Point placement records

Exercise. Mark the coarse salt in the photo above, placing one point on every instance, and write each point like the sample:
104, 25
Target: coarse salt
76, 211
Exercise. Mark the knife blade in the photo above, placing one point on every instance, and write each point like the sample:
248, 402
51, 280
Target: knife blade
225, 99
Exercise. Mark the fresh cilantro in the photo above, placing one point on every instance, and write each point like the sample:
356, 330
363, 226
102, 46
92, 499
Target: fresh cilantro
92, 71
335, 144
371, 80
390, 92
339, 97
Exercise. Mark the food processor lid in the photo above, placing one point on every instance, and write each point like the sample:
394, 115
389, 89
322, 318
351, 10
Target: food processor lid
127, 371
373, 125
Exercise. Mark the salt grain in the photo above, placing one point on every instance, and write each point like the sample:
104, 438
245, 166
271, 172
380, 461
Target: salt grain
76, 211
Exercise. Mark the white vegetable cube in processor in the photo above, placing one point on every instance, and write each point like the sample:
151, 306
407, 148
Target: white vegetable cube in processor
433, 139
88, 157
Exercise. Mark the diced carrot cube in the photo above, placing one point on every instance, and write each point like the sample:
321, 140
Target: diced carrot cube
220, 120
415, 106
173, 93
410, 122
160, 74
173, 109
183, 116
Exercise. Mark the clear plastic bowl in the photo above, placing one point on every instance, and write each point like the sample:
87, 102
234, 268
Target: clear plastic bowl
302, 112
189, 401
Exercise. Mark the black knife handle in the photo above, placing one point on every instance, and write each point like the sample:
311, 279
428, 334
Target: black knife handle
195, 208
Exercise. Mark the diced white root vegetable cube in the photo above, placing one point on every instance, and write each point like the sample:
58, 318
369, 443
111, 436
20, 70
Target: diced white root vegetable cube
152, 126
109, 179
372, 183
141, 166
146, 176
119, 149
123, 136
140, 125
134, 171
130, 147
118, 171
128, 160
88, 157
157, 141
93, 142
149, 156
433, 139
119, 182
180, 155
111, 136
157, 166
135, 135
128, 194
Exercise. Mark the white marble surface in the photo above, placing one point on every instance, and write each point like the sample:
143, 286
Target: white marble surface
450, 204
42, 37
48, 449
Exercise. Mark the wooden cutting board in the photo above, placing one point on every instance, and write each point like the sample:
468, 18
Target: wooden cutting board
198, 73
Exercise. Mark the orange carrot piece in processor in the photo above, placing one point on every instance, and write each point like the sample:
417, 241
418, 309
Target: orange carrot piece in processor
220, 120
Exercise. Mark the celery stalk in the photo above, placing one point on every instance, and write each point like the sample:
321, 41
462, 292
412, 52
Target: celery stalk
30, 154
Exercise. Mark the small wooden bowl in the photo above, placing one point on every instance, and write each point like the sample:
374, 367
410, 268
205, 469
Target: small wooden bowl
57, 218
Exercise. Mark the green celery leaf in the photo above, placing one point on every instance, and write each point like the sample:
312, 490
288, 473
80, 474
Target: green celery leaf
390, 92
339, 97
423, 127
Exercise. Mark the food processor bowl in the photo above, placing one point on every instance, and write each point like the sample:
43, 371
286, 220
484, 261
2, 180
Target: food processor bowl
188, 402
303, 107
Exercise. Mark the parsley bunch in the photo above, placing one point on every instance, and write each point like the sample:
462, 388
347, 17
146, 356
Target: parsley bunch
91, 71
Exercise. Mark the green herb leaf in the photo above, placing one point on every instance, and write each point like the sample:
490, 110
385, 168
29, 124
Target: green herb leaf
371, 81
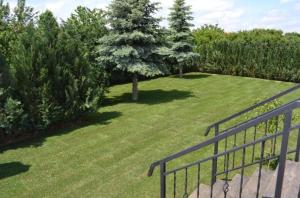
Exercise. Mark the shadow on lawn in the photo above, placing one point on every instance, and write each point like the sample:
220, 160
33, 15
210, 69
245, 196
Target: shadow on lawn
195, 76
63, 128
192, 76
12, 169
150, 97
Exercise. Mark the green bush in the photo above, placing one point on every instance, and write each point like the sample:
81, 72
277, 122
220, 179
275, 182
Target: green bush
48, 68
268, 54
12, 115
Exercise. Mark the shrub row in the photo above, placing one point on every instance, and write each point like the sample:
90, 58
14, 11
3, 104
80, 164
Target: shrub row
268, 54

- [Work required]
Change "the sample" to "the model" throughout the material and write it out again with everything else kept the same. Leave the pictures out.

- [Worked answer]
Exercise. Mark the coarse salt in the photo above, placing one point on every instance, and write each point like the model:
104, 25
Target: coarse salt
76, 211
Exercise. Mark the knife blade in the photo above, placing one point on every instance, and write each point like the model:
248, 402
51, 280
Target: knife blade
225, 99
Exercise. Mark the fresh cilantro in the photo above, placing one point on every instance, and write each point like the model:
356, 330
363, 226
102, 46
92, 499
Target: fresh cilantro
92, 71
335, 144
371, 80
390, 92
339, 97
Exercise. Mark the food processor lid in the photo above, placing one point on every instance, and write each point like the model:
394, 115
389, 89
322, 318
351, 10
Target: food processor lid
127, 371
373, 125
Exercise. Mark the salt grain in the photo above, placing one point on every instance, and write each point like the model:
104, 438
245, 166
271, 172
380, 461
Target: salt grain
76, 211
Exercise. Mark the white vegetable cube in processor in the photo above, placing one point on every instance, and write each point like the model:
151, 306
407, 148
Target: white vegetable cube in processor
433, 139
88, 157
Exercise. Mark the diced carrot cube in the photo above, placing one point on every instance, and write each point like the model:
321, 140
Target: diced carrot cube
220, 120
415, 106
173, 93
410, 122
160, 74
173, 109
183, 116
Exercise. Mark the clear plastic bowl in the photo above, placing one point on every instance, and write each point like the model:
87, 102
234, 268
Target: clear plastic bowl
302, 112
189, 401
Exercise. Mark the black knife handle in the photo above, placing one point on every instance, and write each point like the model:
311, 279
428, 334
Target: black knife handle
195, 208
Exercise. Mark the diced white root vegetable cube in the photo above, placing one point on every instance, and write each point like the model:
58, 318
369, 443
111, 436
20, 70
Target: diced white root vegetable cube
152, 126
109, 179
372, 183
141, 166
146, 176
119, 149
123, 136
140, 125
134, 171
130, 147
118, 171
128, 160
88, 157
157, 141
93, 142
149, 156
433, 139
119, 182
180, 155
111, 136
157, 166
135, 135
128, 194
Exercise. Mark the white marble surface in the photo above, placing one point on every instance, and write each point like the model:
143, 286
Target: white marble surface
450, 204
42, 37
48, 449
Exercise. Mark the wooden cutting board in the photo above, placing one point on every instance, and write each point like the model:
468, 18
Target: wooden cutting board
198, 73
Exercise. Mark the orange carrot piece in processor in the photo above, placing one point on every instance, and write each point like the model:
417, 241
418, 309
Target: orange carrot piece in processor
220, 120
Exercise. Mark the celery stalk in the photo above, placing one point on every instance, and write each point like the model:
321, 41
462, 292
412, 52
Target: celery stalk
30, 154
Exercise. Mark the small wooden bowl in the photo above, placing one point on every instance, and write each point like the model:
374, 367
410, 268
205, 469
Target: small wooden bowl
57, 218
Exercise. Mark the green celery leaf in the photo above, placing one point on every instance, and write each point like the model:
312, 490
288, 473
80, 474
Target: green celery leaf
390, 92
339, 97
423, 127
Exercise. Mark the food processor bowl in the photo above, placing one point on every instance, and write each point like the model:
43, 371
286, 220
484, 261
2, 180
Target: food processor bowl
188, 402
303, 107
Exercise. Mark the parsley bunch in the photo above, placing one point on every instance, and write each point like the model:
462, 388
347, 17
146, 356
Target: parsley bunch
91, 71
Exercise. Mark the green herb leaf in the photo above, placing one point on every instance, and write each point like the model:
490, 110
385, 168
29, 124
Target: green herb leaf
371, 81
Exercise. Mark the shadow on lawn in the photo above, placing one point on every instance, and write each point like the model:
220, 160
33, 15
210, 69
245, 196
Target: shadow on lawn
195, 76
63, 128
192, 76
12, 169
150, 97
Exercise. Mark the green bush in the photo above, placing one point on every instance, and write each point like the model:
81, 72
277, 122
220, 179
275, 182
Target: green bush
48, 68
268, 54
12, 115
Exercise. Mark the shrub row in the photo above, placing one point on every instance, and write each point like the model:
90, 58
14, 11
3, 104
80, 164
Target: shrub row
268, 54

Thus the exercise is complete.